ORDEM DE TRABALHO 1
Traduza para o inglês a seguinte frase do texto para análise: "Uma pessoa afetada pela Síndrome de Marfan pode ter todos ou alguns destes sintomas."
ORDEM DE TRABALHO 2
Cite literalmente o trecho do texto para análise que vai de "O nome da síndrome" a "alguns destes sintomas.".
ORDEM DE TRABALHO 3
Com base no texto para análise, responda:
(a) Em que ano o pediatra francês descreveu a síndrome?
(b) Que profissão a paciente desejava exercer?
(c) Quando a paciente morreu?

TEXTO PARA ANÁLISE
Anos atrás atendi uma paciente portadora da Síndrome de Marfan.  Você sabe o que caracteriza a Síndrome de Marfan?

A Síndrome de Marfan é uma doença, uma desordem do tecido conjuntivo provocada pela mutação genética do gen do cromossoma 15 da proteína fibrilina, presente nos ligamentos que unem os ossos nas articulações, seguram as lentes dos olhos (cristalino), e também está presente na camada interna das artérias (principalmente a artéria Aorta).

O nome da síndrome refere-se ao pediatra francês que a descreveu em 1896, e as principais manifestações clínicas incidem sobre os sistemas esquelético, cardíaco e ocular: estatura elevada, deformidade toráxica, escoliose, braços e mãos alongados; prolapso da válvula mitral e dilatação da veia Aorta; miopia e luxação do cristalino.

Uma pessoa afetada pela Síndrome de Marfan pode ter todos ou alguns destes sintomas.

Pois bem, a minha paciente portava tal síndrome, era jovem, bela, desejava ardentemente viver, estava grávida de sonhos, queria ser professora, ensinar crianças.

Seus olhos negros e profundos esquadrinhavam os meus perplexos, diante daquela vida num leito de hospital.

Sua mão pálida, enorme, que eu mal conseguia segurar entre as minhas, estava úmida, seus pés alongados sobressaíam do lençol, aquilo tocou-me a alma.

Murmurou-me: “Se eu sarar, serei professora, gosto de ensinar crianças”.

Sua voz se instalou dentro de mim e me acompanha até hoje e em muitas ocasiões pareço escutá-la...

Identifico-me com ela, também gosto de ensinar, ela morreu na semana seguinte, lamento sua partida precoce, lamento não ter-lhe falado novamente.

Nestes anos de clínica tenho estado cada vez mais apaixonada pelo desafio que é o atendimento psicológico, o set terapêutico é um campo minado de emoções.

Caminhar, adentrar o mundo do paciente, vê-los em sua plenitude, compreendê-los, manter um olhar empático, verificar inúmeras vezes os meus pressupostos, é instigador.

Andar com os sapatos do outro? ou andar nas suas pegadas? É desafiante!

Empatia pressupõe abertura frente a eventos abomináveis, lascivos, violentos, não importa é necessário suspender o nosso a priori para estabelecer um relacionamento genuíno.

AMOSTRA DE DADOS
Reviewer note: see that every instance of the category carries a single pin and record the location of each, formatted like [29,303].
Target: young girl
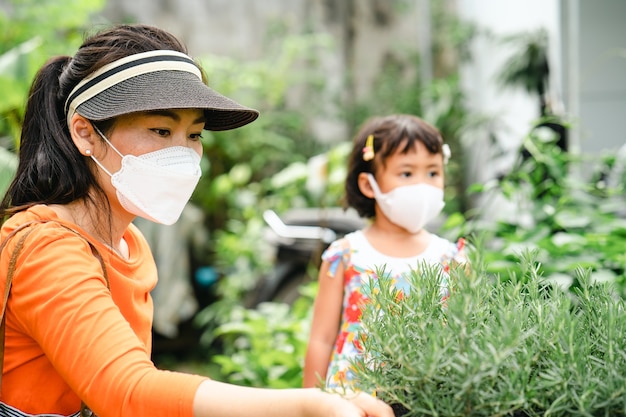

SOLUÇÃO DA TAREFA 1
A person affected by Marfan syndrome may have all or some of these symptoms.

SOLUÇÃO DA TAREFA 2
O nome da síndrome refere-se ao pediatra francês que a descreveu em 1896, e as principais manifestações clínicas incidem sobre os sistemas esquelético, cardíaco e ocular: estatura elevada, deformidade toráxica, escoliose, braços e mãos alongados; prolapso da válvula mitral e dilatação da veia Aorta; miopia e luxação do cristalino.

Uma pessoa afetada pela Síndrome de Marfan pode ter todos ou alguns destes sintomas.

SOLUÇÃO DA TAREFA 3
(a) Em 1896.
(b) Professora.
(c) Na semana seguinte.